> _Working data_
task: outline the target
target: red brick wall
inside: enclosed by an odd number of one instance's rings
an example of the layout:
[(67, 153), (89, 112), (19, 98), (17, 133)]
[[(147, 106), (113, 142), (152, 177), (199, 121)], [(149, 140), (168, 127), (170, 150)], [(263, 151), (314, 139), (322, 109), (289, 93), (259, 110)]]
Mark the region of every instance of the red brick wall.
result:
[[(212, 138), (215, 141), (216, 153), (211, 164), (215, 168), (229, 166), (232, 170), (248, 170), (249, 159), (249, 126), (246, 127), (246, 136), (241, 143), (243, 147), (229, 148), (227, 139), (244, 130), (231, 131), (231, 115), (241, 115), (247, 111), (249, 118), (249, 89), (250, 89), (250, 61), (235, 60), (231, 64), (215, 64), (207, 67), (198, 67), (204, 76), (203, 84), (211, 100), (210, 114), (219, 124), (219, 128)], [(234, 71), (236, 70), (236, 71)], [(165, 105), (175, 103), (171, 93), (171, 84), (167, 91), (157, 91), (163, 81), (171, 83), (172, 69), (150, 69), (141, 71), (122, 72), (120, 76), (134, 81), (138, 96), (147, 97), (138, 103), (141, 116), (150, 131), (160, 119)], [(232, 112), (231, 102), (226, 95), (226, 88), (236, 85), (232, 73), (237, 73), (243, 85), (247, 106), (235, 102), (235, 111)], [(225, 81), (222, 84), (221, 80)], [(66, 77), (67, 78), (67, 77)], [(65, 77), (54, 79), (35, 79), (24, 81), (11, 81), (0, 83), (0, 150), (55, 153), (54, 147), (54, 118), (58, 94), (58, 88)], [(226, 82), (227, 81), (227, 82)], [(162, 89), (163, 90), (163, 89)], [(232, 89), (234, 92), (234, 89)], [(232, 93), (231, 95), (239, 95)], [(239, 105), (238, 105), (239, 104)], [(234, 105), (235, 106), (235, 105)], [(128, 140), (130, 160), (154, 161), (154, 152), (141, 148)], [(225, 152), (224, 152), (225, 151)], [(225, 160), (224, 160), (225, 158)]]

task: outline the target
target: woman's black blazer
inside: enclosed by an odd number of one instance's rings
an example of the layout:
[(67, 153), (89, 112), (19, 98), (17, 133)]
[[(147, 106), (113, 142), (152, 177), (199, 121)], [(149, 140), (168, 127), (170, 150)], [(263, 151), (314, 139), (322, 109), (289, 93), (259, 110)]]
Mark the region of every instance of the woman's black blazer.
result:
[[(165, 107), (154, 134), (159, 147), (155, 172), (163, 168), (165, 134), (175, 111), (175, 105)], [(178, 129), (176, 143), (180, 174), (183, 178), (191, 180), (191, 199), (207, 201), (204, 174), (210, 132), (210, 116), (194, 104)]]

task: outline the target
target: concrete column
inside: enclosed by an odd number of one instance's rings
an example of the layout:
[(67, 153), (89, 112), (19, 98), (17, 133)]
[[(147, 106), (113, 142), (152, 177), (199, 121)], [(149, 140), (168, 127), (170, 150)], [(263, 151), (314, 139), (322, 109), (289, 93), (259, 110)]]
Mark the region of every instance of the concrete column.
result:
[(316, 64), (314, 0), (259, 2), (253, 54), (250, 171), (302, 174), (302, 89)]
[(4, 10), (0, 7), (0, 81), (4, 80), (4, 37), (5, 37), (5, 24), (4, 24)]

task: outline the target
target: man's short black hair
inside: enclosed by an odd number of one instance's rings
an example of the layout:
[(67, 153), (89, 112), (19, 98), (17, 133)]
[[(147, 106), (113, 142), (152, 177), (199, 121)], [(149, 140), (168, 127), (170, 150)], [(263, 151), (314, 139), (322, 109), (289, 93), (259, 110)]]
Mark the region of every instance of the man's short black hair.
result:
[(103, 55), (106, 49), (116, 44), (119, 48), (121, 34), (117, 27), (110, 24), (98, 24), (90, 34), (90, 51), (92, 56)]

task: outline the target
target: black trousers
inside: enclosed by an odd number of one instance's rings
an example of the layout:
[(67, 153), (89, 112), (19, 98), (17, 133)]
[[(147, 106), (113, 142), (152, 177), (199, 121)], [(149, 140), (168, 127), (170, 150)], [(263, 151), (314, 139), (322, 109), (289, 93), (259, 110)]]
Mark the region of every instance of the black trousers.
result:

> _What the exercise asks_
How many lines in the items above contain the word "concrete" with matching case? Reply with the number alone.

> _Correct response_
2